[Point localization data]
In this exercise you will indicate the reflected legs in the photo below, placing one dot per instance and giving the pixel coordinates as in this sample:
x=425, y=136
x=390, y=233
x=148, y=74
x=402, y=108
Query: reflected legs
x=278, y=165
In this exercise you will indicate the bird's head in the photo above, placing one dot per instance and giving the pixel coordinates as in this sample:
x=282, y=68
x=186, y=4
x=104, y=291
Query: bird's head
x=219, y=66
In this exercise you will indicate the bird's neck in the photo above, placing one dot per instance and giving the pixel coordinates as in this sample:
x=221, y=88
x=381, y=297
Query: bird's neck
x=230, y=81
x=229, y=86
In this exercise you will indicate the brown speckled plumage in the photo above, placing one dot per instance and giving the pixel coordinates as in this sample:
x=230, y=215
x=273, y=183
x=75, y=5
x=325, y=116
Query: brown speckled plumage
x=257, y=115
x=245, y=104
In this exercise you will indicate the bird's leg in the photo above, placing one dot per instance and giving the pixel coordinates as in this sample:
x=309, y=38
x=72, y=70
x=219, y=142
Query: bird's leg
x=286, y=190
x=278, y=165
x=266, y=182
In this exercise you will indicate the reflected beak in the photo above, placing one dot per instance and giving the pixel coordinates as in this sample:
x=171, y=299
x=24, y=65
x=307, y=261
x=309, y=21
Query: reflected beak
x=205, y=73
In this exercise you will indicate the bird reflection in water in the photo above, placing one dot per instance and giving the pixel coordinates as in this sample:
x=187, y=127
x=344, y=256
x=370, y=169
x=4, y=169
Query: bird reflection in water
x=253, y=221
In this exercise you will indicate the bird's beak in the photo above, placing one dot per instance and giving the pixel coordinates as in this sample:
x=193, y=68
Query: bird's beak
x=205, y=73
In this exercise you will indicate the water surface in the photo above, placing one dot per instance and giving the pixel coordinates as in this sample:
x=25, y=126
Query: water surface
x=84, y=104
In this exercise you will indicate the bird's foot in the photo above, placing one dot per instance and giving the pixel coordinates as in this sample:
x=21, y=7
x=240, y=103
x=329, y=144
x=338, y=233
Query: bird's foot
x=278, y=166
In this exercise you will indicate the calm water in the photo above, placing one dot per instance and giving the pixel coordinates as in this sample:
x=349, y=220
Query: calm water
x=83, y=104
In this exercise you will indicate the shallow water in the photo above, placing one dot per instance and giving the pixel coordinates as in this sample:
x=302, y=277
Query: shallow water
* * *
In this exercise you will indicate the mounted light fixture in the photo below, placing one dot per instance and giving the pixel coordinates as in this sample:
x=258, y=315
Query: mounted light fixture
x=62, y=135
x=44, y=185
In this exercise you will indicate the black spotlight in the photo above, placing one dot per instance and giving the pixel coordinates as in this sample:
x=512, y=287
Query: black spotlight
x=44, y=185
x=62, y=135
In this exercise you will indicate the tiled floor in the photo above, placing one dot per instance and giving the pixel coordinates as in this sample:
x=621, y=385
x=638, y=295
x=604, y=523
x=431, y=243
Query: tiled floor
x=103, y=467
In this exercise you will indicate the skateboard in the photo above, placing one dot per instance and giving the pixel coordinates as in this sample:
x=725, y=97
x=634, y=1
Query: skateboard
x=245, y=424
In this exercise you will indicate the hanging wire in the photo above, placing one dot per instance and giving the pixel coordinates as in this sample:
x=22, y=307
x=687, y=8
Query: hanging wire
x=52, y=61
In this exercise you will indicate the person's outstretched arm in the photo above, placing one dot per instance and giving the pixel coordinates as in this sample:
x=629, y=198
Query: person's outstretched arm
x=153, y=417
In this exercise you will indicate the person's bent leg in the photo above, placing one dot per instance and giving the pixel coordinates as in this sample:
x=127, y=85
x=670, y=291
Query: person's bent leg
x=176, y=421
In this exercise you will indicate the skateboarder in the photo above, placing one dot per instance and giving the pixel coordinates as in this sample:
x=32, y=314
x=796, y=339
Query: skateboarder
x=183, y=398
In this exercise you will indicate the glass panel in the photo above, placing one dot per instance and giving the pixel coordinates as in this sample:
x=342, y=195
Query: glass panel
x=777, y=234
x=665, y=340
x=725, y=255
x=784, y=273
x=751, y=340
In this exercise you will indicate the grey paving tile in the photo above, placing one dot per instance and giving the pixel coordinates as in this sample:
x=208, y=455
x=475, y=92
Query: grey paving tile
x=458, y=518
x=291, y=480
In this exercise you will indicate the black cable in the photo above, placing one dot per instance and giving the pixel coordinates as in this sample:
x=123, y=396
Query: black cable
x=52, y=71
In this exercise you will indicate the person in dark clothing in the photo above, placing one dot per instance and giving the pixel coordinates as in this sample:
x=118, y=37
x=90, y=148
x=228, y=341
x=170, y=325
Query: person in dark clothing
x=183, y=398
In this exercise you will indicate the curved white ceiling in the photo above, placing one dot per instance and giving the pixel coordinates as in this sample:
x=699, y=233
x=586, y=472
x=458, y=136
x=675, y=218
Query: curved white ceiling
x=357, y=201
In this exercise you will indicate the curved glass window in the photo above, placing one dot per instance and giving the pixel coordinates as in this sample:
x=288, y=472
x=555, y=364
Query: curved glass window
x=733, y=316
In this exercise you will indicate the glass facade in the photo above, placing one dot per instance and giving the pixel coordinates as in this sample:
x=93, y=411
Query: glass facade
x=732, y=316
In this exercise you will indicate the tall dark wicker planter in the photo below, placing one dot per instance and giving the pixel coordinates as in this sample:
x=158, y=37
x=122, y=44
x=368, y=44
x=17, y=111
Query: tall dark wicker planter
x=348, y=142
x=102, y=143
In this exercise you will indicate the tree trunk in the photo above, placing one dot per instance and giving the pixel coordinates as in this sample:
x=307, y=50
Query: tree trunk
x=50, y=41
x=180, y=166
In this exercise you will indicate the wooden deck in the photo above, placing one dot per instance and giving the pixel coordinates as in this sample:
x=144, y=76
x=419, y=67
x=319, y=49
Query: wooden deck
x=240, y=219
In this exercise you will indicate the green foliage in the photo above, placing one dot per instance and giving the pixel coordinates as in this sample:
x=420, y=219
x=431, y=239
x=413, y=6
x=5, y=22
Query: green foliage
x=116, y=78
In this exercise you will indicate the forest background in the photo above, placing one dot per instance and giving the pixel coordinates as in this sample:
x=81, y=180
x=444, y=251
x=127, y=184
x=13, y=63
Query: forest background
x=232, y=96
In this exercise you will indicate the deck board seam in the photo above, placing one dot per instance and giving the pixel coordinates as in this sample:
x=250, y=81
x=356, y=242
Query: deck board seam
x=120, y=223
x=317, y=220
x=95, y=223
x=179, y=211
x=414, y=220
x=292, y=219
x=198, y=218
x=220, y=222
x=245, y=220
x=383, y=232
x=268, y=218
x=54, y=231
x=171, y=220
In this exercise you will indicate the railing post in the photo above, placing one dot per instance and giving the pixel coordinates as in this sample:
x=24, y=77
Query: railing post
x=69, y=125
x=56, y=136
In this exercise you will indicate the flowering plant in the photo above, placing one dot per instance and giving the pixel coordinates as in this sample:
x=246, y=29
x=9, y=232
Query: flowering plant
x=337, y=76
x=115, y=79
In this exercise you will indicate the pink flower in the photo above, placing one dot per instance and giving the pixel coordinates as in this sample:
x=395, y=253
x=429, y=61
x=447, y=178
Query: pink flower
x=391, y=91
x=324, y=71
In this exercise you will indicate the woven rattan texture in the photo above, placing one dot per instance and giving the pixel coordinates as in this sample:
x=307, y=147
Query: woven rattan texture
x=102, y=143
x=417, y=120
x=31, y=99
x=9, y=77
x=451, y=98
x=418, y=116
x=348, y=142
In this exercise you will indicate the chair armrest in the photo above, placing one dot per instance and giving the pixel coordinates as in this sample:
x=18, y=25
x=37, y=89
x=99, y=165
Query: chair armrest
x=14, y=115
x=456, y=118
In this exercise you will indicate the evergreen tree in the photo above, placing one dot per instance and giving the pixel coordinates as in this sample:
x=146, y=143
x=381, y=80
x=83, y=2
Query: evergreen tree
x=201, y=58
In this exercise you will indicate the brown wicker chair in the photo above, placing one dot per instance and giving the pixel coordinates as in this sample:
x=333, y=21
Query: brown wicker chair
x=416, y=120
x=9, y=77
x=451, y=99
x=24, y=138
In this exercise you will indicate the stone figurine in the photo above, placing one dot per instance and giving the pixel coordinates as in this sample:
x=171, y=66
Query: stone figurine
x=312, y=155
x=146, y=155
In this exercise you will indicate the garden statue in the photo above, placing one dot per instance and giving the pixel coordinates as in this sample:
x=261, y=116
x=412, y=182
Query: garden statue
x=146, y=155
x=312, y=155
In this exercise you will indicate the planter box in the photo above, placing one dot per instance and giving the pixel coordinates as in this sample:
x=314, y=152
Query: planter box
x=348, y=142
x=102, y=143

● **Directions**:
Please write out, exactly as they appear above, only the lines in the stretch from the line with "x=344, y=256" through the line with "Query: shallow water".

● **Expected answer**:
x=344, y=256
x=370, y=169
x=4, y=169
Query: bird reflection in water
x=253, y=221
In this exercise you will indicate the bird's beak in the photo above, placing one dot per instance and giving the pixel coordinates as in this sample:
x=193, y=68
Query: bird's beak
x=205, y=73
In this exercise you will indicate the water surface in the photo above, placing one dot per instance and giving the pixel coordinates as in this sample:
x=25, y=126
Query: water surface
x=84, y=104
In this exercise you will indicate the bird's foot in the photo above, placing one dot per instance and giving the pixel coordinates as in this sample:
x=21, y=7
x=240, y=103
x=329, y=144
x=338, y=233
Query: bird's foot
x=278, y=166
In this exercise you will indicate the calm water in the photo above, placing one dot per instance and giving the pixel coordinates as in this sample:
x=349, y=220
Query: calm water
x=83, y=104
In this exercise you will indicate the shallow water in the photo above, placing one dot per instance and giving the pixel coordinates as in this sample:
x=302, y=277
Query: shallow water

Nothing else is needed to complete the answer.